# WORK TO COMPLETE:
From top to bottom, return the records that follow exactly.

(Saved data entries)
---+---

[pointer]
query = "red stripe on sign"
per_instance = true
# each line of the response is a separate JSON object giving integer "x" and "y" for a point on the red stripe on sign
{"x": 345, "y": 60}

---+---

# SOLUTION FOR THIS PROBLEM:
[pointer]
query = "red stripe on sign"
per_instance = true
# each line of the response is a separate JSON object giving integer "x" and "y" for a point on the red stripe on sign
{"x": 345, "y": 60}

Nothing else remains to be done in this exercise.